> _TESTO DI PARTENZA_:
※ ※ ※
Una delle caratteristiche che più distinguono l’umanità dagli altri esseri viventi è la capacità di afferrare il concetto della morte, capire le limitazioni che ciò comporta e di reagirvi emotivamente, ma anche la consapevolezza che un giorno la propria vita avrà fine.
Nei più piccoli, la comprensione della morte non avviene automaticamente, all’improvviso, ma avviene progressivamente durante la crescita. Questa circostanza viene talvolta affrontata dai genitori quando un nonno o una persona cara, legata al bambino, viene a mancare.
Le credenze generali sulla vita dopo la morte aumentano con l’età, in particolare durante e dopo l’ adolescenza. Infatti, sebbene il concetto di morte esista anche nei bambini (attraverso la personificazione della morte, cioè ad esempio pensandola come uno spettro o uno scheletro…) è solo verso la fine dell’infanzia che questo concetto assume tutte le caratteristiche di universalità, irreversibilità, non-funzionalità e causalità che gli sono proprie.
Nel lontano 1948 Maria Nagy condusse uno studio per rispondere alla domanda: ma cosa capiscono veramente i bambini della morte? Nagy teorizzò tre stadi di sviluppo dei bambini in relazione alle idee sulla morte:
1. Il primo stadio, presente nei bambini fino a 5 anni: i morti sono “meno vivi” delle altre persone e le loro condizioni possono essere reversibili; il tema della separazione è l’elemento compreso con più chiarezza anche dai bambini più piccoli.
2. Nel secondo stadio la morte è vista come evento definitivo ma permane la sensazione che possa essere elusa e che non sia inevitabile; c’è una forte tendenza alla personificazione, è presente l’ idea di poter superare la morte
3. Nella terza fase, caratteristica dei 9-10 anni l’idea della mortalità umana viene compresa in modo più simile a quanto accade nell’adulto
A carattere generale emerge dalle ricerche l’immagine di un bambino attivo ed attento anche a temi difficili come quelli della morte: le idee sulla morte si formano gradualmente nel tempo, durante ogni stadio di sviluppo parallelamente all’acquisizione delle altre competenze, in continua interazione con l’adulto. Anche questa ricerca sembra confermare l’esistenza nei bambini una sensibilità e un’attenzione particolare per il tema della separazione e del dolore associato alla perdita.
Per i genitori è di fondamentale importanza ricordare due aspetti ogni volta che si parla della morte con i propri piccoli: è bene rispondere ad ogni domanda da loro posta, infatti, in assenza di risposte il bambino tende a costruirsi idee e fantasie anche peggiori di quella che è la realtà che si sta affrontando. In secondo luogo, è possibile aiutare i bambini di ogni età a parlare della morte, ma sempre utilizzando un linguaggio adatto e chiaro alla loro età.
Bibliografia
Fitzgerald, H., (2002), Mi manchi tanto! Come aiutare i bambini ad affrontare il lutto, Edizioni La Meridiana
Nagy M.H. (1948) The child’s view of death, Journal of Genetics and Psychology, 73, 3-27.
※ ※ ※
> _MATERIALE FORNITO_:
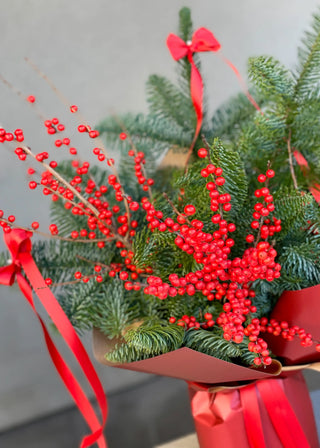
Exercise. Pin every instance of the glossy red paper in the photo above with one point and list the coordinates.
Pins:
(222, 419)
(300, 308)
※ ※ ※
> _CONSEGNA 1_:
In che anno Maria Nagy condusse lo studio citato nel testo sui bambini e la morte?
> _CONSEGNA 2_:
Trascrivi tutto ciò che nel testo sui bambini e la morte va da "Nei più piccoli, la" giù fino a "gli sono proprie.".
> _CONSEGNA 3_:
Riassumi in due frasi il testo sui bambini e la morte.

> _RISPOSTA 1_:
Nel 1948.

> _RISPOSTA 2_:
Nei più piccoli, la comprensione della morte non avviene automaticamente, all’improvviso, ma avviene progressivamente durante la crescita. Questa circostanza viene talvolta affrontata dai genitori quando un nonno o una persona cara, legata al bambino, viene a mancare.
Le credenze generali sulla vita dopo la morte aumentano con l’età, in particolare durante e dopo l’ adolescenza. Infatti, sebbene il concetto di morte esista anche nei bambini (attraverso la personificazione della morte, cioè ad esempio pensandola come uno spettro o uno scheletro…) è solo verso la fine dell’infanzia che questo concetto assume tutte le caratteristiche di universalità, irreversibilità, non-funzionalità e causalità che gli sono proprie.

> _RISPOSTA 3_:
La comprensione della morte nei bambini avviene progressivamente durante la crescita, e solo verso la fine dell'infanzia il concetto acquista universalità, irreversibilità, non-funzionalità e causalità, come descrivono anche i tre stadi teorizzati da Maria Nagy nel 1948. Ai genitori si raccomanda di rispondere a ogni domanda dei figli sulla morte e di usare sempre un linguaggio chiaro e adatto alla loro età.